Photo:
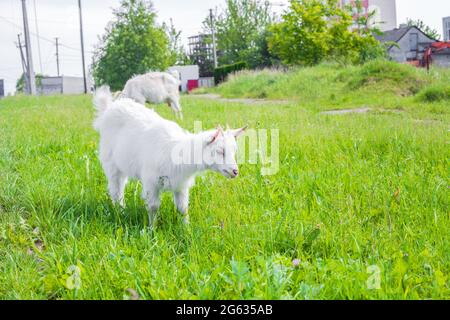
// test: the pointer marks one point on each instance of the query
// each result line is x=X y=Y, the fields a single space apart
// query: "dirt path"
x=247 y=101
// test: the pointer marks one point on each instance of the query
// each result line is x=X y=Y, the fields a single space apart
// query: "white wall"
x=386 y=13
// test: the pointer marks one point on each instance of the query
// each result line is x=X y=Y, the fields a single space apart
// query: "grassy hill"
x=360 y=199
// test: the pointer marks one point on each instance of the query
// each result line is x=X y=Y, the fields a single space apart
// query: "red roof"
x=441 y=45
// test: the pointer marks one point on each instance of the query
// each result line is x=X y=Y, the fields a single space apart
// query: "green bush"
x=221 y=73
x=402 y=78
x=435 y=93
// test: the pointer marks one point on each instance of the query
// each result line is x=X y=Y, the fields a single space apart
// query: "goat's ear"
x=238 y=132
x=215 y=136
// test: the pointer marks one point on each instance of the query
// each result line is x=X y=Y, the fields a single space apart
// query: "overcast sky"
x=59 y=18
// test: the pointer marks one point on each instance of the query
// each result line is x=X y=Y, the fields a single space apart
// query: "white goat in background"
x=155 y=87
x=135 y=142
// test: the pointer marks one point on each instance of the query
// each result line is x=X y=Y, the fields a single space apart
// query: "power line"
x=41 y=37
x=30 y=70
x=37 y=32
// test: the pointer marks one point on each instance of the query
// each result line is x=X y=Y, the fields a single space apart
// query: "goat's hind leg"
x=181 y=200
x=151 y=196
x=116 y=185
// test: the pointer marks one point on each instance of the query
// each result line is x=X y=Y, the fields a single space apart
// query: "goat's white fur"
x=155 y=87
x=135 y=142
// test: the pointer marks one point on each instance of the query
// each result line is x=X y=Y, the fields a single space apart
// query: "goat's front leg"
x=151 y=197
x=181 y=200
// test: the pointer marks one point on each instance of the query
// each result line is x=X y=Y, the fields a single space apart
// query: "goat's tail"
x=102 y=99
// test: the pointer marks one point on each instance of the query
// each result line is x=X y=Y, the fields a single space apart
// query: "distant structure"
x=189 y=77
x=446 y=22
x=385 y=12
x=201 y=53
x=61 y=85
x=2 y=88
x=410 y=44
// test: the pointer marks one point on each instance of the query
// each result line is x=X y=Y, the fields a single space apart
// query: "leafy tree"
x=176 y=47
x=430 y=32
x=241 y=31
x=133 y=44
x=314 y=30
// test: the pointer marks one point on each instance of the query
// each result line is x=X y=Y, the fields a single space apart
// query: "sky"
x=59 y=18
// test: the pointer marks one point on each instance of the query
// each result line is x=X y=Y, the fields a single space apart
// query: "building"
x=61 y=85
x=201 y=53
x=406 y=44
x=440 y=54
x=189 y=76
x=385 y=12
x=446 y=23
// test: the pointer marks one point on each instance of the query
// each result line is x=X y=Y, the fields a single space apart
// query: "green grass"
x=353 y=191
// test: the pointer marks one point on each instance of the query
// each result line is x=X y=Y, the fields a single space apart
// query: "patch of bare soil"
x=248 y=101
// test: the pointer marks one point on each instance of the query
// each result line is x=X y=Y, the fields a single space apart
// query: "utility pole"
x=213 y=32
x=30 y=70
x=82 y=47
x=24 y=65
x=57 y=56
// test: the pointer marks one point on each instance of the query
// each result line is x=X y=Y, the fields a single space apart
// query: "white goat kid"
x=135 y=142
x=155 y=87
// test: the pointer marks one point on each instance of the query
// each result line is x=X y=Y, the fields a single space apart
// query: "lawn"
x=358 y=210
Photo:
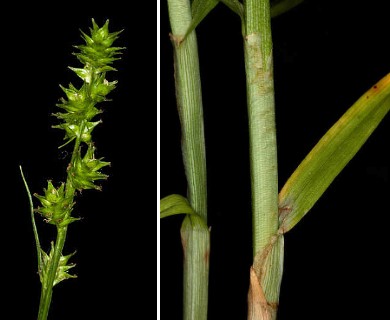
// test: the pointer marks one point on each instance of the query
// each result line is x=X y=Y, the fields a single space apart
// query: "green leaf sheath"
x=332 y=153
x=267 y=246
x=189 y=104
x=200 y=9
x=279 y=7
x=195 y=238
x=79 y=109
x=174 y=204
x=261 y=114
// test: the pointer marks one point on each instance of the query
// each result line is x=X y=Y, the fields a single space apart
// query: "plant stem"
x=47 y=286
x=261 y=113
x=267 y=250
x=194 y=231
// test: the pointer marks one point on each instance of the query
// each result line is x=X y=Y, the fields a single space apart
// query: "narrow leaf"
x=174 y=204
x=279 y=7
x=331 y=154
x=35 y=230
x=200 y=9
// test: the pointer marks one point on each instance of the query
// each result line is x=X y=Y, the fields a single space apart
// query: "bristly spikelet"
x=97 y=55
x=79 y=106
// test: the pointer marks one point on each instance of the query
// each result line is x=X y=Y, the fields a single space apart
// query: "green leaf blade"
x=278 y=7
x=174 y=204
x=332 y=153
x=200 y=9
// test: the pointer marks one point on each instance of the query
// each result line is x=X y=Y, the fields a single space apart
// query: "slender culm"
x=194 y=231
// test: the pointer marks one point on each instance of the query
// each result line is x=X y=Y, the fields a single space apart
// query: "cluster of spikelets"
x=77 y=120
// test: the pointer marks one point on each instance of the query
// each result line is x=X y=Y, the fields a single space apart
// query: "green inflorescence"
x=77 y=119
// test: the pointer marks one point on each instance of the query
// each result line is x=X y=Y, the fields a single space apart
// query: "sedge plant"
x=274 y=211
x=77 y=118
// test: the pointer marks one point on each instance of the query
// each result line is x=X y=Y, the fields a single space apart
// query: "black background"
x=113 y=239
x=326 y=55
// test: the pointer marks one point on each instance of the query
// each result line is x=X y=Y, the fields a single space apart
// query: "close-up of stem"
x=260 y=193
x=194 y=231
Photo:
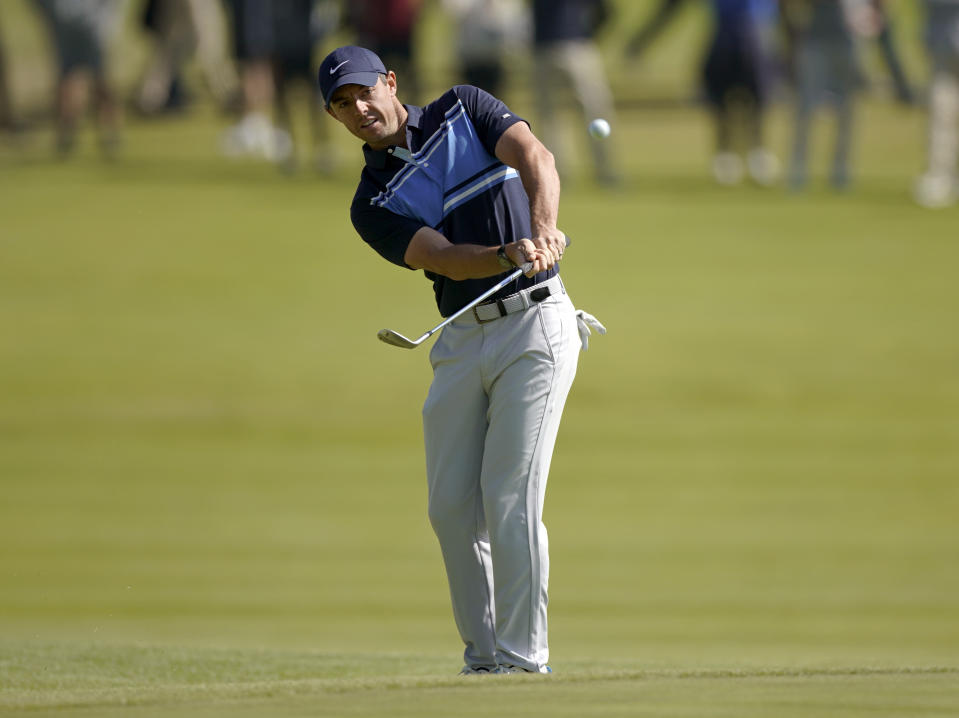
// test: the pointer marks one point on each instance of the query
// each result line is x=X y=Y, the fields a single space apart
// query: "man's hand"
x=542 y=251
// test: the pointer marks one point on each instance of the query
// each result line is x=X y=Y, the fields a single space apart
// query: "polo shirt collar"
x=376 y=159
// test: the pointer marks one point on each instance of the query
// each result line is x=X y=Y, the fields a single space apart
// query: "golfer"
x=462 y=190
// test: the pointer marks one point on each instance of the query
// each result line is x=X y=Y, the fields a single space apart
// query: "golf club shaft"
x=489 y=292
x=513 y=276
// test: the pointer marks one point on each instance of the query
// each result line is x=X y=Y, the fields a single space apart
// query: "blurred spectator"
x=737 y=74
x=180 y=29
x=386 y=27
x=890 y=55
x=939 y=186
x=81 y=32
x=824 y=36
x=8 y=121
x=566 y=57
x=274 y=42
x=486 y=30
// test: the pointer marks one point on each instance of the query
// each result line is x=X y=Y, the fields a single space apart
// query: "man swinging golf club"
x=462 y=189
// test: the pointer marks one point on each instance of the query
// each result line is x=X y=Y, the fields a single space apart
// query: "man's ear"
x=391 y=82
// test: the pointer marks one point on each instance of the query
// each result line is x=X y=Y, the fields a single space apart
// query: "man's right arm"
x=431 y=251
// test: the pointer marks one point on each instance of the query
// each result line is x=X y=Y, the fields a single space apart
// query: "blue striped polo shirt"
x=450 y=180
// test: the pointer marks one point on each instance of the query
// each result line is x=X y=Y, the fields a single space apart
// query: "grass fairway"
x=213 y=500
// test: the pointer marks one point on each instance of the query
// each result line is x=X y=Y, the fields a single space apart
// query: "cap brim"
x=367 y=79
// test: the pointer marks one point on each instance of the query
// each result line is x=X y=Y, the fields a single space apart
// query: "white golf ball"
x=599 y=129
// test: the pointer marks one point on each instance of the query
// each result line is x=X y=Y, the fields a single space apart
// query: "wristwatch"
x=504 y=261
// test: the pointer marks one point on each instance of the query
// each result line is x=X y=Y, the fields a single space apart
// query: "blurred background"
x=203 y=445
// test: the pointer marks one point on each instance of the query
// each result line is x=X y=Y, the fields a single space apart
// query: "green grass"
x=213 y=499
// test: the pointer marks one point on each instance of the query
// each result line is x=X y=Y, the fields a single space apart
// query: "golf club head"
x=396 y=339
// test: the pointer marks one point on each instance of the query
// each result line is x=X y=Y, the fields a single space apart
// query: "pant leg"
x=454 y=424
x=532 y=361
x=943 y=122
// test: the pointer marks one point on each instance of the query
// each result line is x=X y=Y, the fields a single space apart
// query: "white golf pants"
x=490 y=423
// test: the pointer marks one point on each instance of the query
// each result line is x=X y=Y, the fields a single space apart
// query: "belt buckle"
x=501 y=308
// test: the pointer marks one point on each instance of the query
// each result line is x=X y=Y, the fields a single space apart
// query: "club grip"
x=527 y=266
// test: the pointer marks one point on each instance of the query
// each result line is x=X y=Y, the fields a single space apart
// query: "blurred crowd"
x=253 y=54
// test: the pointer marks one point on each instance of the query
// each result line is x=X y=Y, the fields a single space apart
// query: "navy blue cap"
x=349 y=65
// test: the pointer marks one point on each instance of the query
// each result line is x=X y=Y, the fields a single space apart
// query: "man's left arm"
x=519 y=148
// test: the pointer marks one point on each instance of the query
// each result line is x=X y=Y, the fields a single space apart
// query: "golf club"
x=398 y=340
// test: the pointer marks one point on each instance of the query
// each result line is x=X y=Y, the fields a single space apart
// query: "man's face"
x=370 y=113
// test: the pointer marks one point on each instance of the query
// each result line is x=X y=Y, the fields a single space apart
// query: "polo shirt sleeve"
x=491 y=117
x=386 y=232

..........

> [Task description] Rewrite everything from the start of the records down to and including the line containing "x=360 y=199" as a numbered list, skipping blank lines and leaving out the pictures.

> [Complete response]
1. Photo:
2. // test: the pointer marks one point on each instance of the query
3. // each result line is x=X y=Y, the fields a single space apart
4. // query: "dirt path"
5. x=247 y=101
6. // test: the pointer marks one point on each instance of the query
7. // each result line is x=X y=Y, the fields a single space apart
8. // query: "white wall"
9. x=386 y=13
10. // test: the pointer marks one point on each instance of the query
11. // each result line is x=X y=Y, the fields a single space apart
12. // query: "grassy hill"
13. x=360 y=199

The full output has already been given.